## Problem to work on
Convert the lines of the listing, starting at the line that contains "Could I trouble you to find the chimney" and ending at the last line of the listing, into a JSON list of strings with one string per line, leaving out blank lines.

## Data provided

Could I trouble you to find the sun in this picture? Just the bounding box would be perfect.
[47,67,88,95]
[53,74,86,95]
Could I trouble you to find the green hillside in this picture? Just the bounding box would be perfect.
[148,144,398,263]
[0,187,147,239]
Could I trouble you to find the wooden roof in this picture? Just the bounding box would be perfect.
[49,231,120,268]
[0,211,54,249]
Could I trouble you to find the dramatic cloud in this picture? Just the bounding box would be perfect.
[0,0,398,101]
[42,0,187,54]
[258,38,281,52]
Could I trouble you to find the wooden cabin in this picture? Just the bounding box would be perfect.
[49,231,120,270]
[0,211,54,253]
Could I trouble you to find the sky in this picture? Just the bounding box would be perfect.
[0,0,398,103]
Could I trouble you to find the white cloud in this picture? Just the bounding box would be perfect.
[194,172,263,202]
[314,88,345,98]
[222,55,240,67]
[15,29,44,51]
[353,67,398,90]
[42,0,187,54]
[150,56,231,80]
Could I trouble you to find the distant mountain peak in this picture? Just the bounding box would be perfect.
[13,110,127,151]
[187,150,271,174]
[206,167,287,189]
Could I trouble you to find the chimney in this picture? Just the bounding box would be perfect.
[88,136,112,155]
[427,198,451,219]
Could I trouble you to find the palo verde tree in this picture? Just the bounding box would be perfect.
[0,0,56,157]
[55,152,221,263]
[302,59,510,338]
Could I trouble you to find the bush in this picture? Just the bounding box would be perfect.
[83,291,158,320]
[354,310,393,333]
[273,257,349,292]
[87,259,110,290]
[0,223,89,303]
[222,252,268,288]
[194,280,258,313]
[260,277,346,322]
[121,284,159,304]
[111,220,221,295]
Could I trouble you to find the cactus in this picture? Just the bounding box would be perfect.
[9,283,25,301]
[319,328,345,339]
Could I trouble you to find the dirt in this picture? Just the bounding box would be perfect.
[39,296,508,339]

## The completed task
[
  "Could I trouble you to find the chimney in this picture? Just the bounding box would be perfect.",
  "[88,136,112,155]",
  "[427,198,451,219]",
  "Could I trouble you to find the palo verde tree in this picture? Just the bounding box would be perfect.",
  "[0,0,56,157]",
  "[55,152,221,263]",
  "[302,59,510,338]",
  "Could I trouble you to find the bush in this picture? Just the bounding box would be perfect.",
  "[83,291,158,320]",
  "[354,310,393,333]",
  "[273,257,349,292]",
  "[87,259,110,290]",
  "[0,223,89,303]",
  "[222,252,268,288]",
  "[194,280,258,313]",
  "[260,277,346,322]",
  "[121,284,159,304]",
  "[111,220,221,295]",
  "Could I trouble you to find the cactus in this picture? Just the bounding box would be perfect.",
  "[9,283,25,301]",
  "[319,328,345,339]",
  "Could I trouble you to find the dirt in this picture? Just the bounding box would be perfect.",
  "[39,296,508,339]"
]